### YOUR TASK
Among the records that follow, set down only the lines from the one containing "negative clicks: (342, 441) (401, 553)" to the one containing "box: [355, 327, 435, 522]", both included, exactly.

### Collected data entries
########################################

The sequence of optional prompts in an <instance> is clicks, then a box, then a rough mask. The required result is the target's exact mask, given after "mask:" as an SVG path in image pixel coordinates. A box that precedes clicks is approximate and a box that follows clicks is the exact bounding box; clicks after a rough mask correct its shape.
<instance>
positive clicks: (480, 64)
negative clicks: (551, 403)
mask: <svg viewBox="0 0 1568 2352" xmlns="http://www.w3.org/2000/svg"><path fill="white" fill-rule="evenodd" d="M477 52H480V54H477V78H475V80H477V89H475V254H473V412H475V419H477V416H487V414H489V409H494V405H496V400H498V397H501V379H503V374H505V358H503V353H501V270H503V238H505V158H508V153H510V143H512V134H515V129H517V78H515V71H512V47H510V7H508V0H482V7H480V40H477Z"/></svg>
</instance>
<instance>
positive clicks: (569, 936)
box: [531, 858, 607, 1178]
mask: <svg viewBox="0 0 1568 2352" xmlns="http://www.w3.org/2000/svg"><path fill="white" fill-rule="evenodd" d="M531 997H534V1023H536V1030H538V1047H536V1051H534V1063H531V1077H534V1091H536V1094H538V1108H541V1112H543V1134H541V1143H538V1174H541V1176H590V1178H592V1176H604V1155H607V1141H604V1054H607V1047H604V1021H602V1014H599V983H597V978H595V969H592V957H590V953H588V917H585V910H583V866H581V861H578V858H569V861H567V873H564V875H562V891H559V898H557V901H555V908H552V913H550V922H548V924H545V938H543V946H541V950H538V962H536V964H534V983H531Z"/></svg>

########################################

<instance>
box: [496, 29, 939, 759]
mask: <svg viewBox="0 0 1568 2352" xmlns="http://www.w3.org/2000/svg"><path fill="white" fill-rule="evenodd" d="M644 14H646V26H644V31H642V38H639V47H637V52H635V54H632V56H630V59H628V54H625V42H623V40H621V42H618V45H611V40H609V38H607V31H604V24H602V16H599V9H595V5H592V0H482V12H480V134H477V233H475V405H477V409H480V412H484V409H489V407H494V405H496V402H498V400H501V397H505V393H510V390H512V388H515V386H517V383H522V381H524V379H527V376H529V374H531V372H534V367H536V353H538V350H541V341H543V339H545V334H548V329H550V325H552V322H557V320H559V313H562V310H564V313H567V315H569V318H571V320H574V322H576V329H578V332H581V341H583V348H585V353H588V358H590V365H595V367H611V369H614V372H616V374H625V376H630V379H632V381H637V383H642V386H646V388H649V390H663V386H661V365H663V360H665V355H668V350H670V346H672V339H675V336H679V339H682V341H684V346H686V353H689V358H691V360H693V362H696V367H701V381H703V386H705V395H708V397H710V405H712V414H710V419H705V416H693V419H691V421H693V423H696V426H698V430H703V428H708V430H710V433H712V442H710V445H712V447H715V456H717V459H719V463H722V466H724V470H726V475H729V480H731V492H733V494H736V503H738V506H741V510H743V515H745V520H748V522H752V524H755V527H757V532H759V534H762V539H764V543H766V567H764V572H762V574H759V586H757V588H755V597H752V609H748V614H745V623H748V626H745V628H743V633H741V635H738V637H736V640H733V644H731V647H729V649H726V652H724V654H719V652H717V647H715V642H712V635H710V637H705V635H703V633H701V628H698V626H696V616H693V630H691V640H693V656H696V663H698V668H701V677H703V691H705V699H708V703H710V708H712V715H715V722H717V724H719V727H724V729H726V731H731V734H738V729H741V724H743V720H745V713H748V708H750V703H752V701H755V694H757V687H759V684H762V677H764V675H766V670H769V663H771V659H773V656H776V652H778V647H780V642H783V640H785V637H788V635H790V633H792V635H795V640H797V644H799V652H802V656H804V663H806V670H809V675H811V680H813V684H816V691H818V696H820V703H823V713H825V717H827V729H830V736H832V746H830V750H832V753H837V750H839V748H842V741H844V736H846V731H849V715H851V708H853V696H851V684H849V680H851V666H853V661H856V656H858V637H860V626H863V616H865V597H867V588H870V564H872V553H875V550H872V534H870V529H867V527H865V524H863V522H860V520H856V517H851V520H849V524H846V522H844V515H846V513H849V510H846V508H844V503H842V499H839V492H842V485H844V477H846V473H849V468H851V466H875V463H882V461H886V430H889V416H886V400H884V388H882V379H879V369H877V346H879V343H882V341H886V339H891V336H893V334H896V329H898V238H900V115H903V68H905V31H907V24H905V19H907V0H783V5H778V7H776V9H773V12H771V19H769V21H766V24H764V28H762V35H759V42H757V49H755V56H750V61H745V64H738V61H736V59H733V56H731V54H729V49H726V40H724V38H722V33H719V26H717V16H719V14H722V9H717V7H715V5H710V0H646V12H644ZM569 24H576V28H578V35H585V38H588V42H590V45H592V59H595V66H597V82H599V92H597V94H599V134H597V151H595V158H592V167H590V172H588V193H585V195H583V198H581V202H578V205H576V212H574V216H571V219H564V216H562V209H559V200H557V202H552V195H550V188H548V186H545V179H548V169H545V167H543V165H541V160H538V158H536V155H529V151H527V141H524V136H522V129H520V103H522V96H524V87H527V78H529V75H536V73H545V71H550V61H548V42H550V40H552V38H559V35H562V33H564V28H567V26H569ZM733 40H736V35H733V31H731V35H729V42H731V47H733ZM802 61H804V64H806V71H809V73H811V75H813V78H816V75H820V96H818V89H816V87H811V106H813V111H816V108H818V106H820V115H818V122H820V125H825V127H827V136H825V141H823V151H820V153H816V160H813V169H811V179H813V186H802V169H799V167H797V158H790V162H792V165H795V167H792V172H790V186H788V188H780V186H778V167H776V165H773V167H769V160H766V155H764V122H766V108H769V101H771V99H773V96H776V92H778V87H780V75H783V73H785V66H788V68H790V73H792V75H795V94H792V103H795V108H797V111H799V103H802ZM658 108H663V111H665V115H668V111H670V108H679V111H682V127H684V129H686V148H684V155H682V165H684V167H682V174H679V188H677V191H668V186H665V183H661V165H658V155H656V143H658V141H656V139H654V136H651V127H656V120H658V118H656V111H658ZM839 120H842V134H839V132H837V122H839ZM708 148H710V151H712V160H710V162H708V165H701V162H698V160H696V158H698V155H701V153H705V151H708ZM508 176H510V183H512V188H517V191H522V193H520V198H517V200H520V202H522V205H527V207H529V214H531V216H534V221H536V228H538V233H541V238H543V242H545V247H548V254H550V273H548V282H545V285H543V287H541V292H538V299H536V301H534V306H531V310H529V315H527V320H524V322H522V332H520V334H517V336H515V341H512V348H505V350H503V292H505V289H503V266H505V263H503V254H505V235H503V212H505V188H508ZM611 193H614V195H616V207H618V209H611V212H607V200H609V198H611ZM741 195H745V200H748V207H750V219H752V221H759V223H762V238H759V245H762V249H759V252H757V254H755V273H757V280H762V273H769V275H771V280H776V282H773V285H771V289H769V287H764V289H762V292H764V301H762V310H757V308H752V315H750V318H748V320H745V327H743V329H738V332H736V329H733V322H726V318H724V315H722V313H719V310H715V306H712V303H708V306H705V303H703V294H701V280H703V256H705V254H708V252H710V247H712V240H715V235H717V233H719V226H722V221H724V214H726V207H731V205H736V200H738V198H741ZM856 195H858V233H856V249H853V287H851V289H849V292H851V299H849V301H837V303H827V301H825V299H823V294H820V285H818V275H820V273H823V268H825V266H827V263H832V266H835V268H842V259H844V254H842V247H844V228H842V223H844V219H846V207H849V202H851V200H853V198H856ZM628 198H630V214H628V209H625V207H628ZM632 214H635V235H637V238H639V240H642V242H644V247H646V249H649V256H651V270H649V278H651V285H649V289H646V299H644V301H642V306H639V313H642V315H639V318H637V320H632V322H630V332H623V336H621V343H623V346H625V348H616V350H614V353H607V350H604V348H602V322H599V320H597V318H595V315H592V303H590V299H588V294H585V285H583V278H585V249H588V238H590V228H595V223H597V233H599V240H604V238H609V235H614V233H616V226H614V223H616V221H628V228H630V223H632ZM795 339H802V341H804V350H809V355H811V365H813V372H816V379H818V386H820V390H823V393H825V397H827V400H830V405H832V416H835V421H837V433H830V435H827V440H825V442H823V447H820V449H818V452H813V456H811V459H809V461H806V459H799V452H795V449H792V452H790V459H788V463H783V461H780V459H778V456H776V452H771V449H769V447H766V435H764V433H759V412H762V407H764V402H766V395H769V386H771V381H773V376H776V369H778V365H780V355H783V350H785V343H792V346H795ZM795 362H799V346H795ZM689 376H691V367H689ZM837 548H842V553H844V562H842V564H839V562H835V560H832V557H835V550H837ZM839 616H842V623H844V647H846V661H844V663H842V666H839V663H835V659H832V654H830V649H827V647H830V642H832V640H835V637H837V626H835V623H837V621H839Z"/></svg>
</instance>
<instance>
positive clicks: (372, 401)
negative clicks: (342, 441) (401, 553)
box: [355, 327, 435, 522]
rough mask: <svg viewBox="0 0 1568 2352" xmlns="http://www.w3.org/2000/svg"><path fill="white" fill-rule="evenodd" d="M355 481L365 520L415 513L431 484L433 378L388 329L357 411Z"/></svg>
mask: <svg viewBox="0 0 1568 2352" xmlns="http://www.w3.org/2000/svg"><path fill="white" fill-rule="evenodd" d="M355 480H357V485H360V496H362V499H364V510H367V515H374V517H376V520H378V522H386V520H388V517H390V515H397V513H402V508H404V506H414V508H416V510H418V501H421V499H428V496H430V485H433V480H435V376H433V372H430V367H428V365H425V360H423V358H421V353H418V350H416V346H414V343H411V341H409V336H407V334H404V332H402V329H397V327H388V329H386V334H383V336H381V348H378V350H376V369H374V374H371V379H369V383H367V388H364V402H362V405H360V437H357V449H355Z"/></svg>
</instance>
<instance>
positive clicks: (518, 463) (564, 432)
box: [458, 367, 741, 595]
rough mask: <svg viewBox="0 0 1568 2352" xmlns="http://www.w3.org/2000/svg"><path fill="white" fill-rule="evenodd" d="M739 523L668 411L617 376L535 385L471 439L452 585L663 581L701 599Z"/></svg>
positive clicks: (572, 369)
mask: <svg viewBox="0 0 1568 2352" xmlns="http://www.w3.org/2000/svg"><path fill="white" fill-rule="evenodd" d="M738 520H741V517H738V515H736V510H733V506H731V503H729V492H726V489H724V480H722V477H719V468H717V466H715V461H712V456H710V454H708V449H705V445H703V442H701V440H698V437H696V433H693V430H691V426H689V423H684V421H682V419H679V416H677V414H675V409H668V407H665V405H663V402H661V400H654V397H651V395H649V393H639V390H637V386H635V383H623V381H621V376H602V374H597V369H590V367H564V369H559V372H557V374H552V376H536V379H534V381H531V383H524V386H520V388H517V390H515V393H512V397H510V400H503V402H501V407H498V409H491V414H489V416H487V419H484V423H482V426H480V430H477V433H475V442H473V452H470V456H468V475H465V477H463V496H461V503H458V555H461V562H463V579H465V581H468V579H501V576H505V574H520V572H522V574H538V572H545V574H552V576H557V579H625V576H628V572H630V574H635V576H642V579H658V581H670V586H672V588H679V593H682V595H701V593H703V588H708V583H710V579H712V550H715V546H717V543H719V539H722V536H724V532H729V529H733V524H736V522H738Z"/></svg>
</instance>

########################################

### ANSWER BOX
negative clicks: (342, 441) (401, 553)
box: [355, 327, 435, 522]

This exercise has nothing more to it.